Provided data |
------

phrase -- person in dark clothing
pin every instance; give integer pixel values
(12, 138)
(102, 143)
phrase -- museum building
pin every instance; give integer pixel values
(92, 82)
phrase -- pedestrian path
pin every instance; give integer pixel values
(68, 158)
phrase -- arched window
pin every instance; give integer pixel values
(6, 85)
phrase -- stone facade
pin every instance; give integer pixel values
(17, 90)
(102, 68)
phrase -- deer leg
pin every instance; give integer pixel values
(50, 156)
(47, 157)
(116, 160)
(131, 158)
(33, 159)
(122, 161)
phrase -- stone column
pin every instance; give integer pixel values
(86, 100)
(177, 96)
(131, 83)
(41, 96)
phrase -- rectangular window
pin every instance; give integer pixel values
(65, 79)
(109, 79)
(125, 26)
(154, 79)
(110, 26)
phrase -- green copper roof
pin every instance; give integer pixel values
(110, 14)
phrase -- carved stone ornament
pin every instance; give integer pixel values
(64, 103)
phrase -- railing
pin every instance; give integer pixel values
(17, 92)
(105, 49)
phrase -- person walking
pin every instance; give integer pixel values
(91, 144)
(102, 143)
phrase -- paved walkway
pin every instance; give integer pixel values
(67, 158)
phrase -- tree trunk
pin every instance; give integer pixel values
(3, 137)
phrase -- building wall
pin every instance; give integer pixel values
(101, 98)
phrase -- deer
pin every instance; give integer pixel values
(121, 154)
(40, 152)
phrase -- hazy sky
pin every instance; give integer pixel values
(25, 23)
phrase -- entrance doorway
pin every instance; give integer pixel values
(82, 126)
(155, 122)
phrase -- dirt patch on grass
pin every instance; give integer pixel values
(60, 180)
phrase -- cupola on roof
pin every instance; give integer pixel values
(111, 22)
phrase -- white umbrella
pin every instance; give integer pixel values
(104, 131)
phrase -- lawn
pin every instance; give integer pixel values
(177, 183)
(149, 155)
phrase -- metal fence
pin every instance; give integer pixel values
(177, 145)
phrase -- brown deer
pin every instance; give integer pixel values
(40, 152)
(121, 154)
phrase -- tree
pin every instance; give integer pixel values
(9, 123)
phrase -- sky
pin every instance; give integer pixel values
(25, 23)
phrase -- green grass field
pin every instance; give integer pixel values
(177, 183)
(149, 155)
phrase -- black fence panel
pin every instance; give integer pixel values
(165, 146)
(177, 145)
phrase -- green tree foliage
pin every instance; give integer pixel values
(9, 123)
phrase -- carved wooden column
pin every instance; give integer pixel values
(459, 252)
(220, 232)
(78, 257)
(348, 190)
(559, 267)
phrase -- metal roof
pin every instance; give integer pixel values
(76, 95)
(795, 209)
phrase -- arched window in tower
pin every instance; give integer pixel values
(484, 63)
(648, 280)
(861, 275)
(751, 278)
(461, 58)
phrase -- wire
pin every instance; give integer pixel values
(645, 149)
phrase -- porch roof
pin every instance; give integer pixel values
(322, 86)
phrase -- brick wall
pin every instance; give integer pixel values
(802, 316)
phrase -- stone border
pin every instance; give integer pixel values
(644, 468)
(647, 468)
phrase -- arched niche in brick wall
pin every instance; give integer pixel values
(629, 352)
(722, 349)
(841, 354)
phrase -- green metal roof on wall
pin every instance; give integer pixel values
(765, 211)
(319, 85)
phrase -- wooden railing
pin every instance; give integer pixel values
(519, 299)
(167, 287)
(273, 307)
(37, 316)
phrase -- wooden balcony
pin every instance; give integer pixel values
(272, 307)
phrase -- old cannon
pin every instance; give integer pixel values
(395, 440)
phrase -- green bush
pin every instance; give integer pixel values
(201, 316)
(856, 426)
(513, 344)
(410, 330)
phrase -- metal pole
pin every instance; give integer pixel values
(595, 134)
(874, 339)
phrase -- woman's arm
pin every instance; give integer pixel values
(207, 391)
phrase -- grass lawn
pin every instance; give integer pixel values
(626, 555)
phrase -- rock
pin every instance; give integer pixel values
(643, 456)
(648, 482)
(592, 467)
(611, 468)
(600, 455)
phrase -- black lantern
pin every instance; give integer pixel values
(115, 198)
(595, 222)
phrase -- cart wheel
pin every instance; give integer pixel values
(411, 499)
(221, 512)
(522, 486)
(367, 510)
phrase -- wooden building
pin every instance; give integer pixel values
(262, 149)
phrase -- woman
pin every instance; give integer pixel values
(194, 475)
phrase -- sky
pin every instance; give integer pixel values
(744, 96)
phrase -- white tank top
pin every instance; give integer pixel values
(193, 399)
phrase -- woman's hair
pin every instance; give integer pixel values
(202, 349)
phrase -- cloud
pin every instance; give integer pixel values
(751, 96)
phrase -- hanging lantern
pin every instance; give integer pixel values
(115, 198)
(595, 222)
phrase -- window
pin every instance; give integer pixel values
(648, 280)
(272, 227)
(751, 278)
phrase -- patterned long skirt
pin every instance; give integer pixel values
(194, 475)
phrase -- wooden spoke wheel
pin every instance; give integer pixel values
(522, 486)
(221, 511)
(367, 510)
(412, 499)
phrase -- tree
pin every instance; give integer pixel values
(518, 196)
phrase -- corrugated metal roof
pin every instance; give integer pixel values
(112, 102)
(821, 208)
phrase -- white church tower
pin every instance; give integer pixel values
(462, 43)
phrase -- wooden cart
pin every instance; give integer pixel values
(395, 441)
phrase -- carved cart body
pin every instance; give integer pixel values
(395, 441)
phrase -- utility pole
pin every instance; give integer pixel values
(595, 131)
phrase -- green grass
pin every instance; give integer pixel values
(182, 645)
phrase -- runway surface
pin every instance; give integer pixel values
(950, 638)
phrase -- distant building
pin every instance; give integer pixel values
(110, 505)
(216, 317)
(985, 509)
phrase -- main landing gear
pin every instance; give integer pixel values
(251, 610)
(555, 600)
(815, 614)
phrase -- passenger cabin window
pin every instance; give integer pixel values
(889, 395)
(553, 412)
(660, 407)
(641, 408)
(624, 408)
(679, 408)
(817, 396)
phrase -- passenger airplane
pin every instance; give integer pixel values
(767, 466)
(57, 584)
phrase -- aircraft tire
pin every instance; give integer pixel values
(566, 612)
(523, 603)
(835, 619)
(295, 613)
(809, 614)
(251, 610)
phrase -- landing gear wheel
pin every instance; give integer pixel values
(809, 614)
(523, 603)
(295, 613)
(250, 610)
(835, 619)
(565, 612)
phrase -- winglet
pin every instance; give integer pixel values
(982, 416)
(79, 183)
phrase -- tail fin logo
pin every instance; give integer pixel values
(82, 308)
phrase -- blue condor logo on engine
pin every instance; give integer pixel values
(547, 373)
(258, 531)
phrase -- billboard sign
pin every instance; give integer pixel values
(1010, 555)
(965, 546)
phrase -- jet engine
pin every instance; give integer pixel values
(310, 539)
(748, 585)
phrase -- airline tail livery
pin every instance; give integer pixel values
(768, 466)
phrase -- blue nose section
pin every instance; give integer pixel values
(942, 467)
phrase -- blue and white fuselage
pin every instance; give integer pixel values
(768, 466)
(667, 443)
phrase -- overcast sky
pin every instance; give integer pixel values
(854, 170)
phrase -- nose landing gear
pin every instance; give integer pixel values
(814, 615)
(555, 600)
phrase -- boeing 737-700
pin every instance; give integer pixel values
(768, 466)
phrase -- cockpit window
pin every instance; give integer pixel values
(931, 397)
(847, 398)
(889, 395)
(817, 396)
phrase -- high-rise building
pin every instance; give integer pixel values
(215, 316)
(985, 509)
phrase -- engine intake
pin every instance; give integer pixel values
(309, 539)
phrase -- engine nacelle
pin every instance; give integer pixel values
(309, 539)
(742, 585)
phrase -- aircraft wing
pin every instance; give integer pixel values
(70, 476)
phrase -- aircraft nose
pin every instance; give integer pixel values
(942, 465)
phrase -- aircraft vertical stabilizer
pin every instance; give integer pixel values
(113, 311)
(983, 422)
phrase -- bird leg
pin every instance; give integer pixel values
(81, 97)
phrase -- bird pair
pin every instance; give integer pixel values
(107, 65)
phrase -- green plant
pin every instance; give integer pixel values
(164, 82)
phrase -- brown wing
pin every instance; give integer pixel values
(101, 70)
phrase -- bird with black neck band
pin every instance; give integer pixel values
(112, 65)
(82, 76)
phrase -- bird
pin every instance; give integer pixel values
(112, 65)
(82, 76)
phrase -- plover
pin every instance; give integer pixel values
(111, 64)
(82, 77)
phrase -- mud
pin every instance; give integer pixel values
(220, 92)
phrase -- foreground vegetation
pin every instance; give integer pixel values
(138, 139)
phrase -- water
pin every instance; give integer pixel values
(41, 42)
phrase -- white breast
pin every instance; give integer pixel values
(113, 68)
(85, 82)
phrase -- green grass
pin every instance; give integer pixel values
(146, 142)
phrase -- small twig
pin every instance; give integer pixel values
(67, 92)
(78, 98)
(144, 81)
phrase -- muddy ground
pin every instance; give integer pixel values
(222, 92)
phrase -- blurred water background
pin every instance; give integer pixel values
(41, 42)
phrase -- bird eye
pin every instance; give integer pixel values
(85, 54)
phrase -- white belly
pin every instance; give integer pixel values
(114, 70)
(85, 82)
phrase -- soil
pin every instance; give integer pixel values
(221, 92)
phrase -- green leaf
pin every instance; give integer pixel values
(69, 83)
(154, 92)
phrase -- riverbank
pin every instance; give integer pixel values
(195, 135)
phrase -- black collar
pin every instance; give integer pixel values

------

Written task | Copy out, word for word, the part of the records above that opens with the line containing "phrase -- white belly" and closes with the final line of the records, including both of those lines.

Result of the exercise |
phrase -- white belly
pin every instance; give integer pixel values
(114, 70)
(85, 82)
phrase -- soil
pin every instance; give integer pixel values
(221, 92)
phrase -- green leaf
pin every instance; give integer pixel values
(69, 83)
(154, 92)
phrase -- riverbank
pin every instance; give integer pixel values
(195, 135)
phrase -- black collar
pin every instance; give integer pixel values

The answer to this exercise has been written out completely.